Output the lines of the entries below as a Markdown table with the columns "Row" and "Line," numbering the rows and skipping blank lines. Omit the pictures from your table.

(Entries from a dataset)
┌──
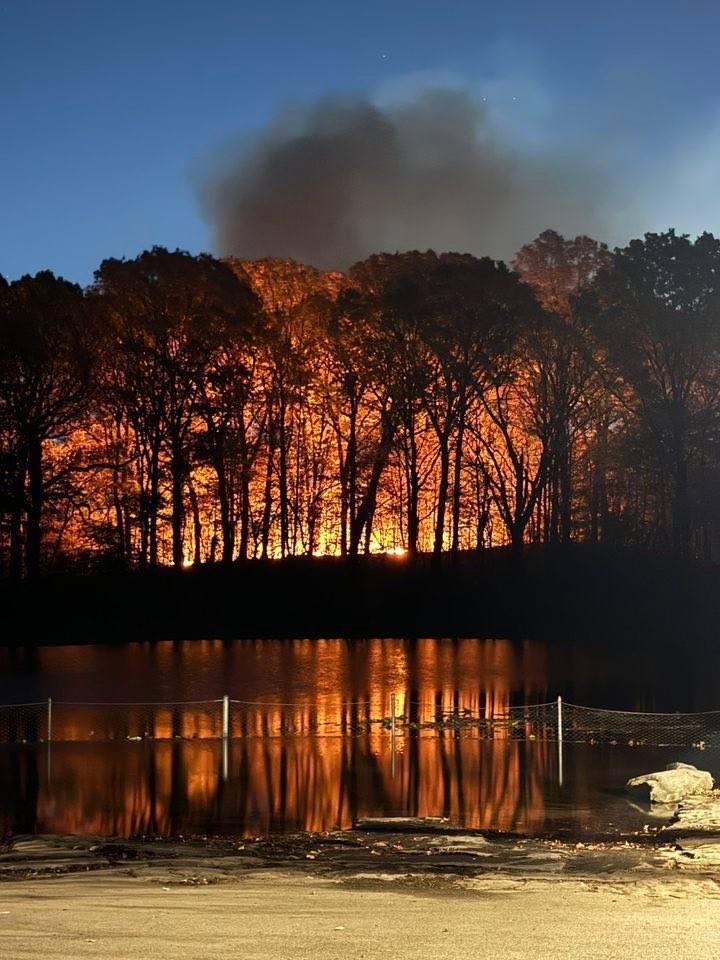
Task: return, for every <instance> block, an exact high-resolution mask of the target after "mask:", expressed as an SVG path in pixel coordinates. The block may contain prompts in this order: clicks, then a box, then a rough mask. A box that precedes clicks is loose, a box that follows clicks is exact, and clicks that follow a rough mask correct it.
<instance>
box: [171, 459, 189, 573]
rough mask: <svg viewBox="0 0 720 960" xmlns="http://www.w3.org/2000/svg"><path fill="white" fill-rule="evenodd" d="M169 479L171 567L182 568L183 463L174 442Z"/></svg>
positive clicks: (183, 517)
mask: <svg viewBox="0 0 720 960" xmlns="http://www.w3.org/2000/svg"><path fill="white" fill-rule="evenodd" d="M170 477H171V488H172V515H171V526H172V551H173V565H174V566H176V567H182V565H183V560H184V559H185V556H184V553H183V525H184V521H185V498H184V493H185V463H184V457H183V453H182V450H181V449H180V447H179V444H178V442H177V441H176V442H175V443H173V445H172V453H171V463H170Z"/></svg>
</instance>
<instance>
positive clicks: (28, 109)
└──
# EXERCISE ANSWER
| Row | Line |
|---|---|
| 1 | Task: return, for every <instance> block, an exact high-resolution mask of the target after "mask:", expressed as an SVG path in pixel coordinates. The block may contain prompts in this order: clicks, then a box, then a rough mask. A box that precedes clicks is loose, a box that follows clicks is exact, and clicks that follow a rough mask correct it. |
| 2 | <instance> |
| 3 | box: [171, 459, 189, 573] |
| 4 | rough mask: <svg viewBox="0 0 720 960" xmlns="http://www.w3.org/2000/svg"><path fill="white" fill-rule="evenodd" d="M169 479L171 567L182 568L183 463L174 442Z"/></svg> |
| 5 | positive clicks: (183, 517) |
| 6 | mask: <svg viewBox="0 0 720 960" xmlns="http://www.w3.org/2000/svg"><path fill="white" fill-rule="evenodd" d="M170 477H171V488H172V515H171V526H172V551H173V565H174V566H176V567H182V565H183V560H184V559H185V556H184V553H183V525H184V521H185V498H184V493H185V463H184V457H183V453H182V450H181V449H180V447H179V444H178V442H177V441H176V442H175V443H173V445H172V453H171V463H170Z"/></svg> |
| 7 | </instance> |
| 8 | <instance> |
| 9 | positive clicks: (28, 109) |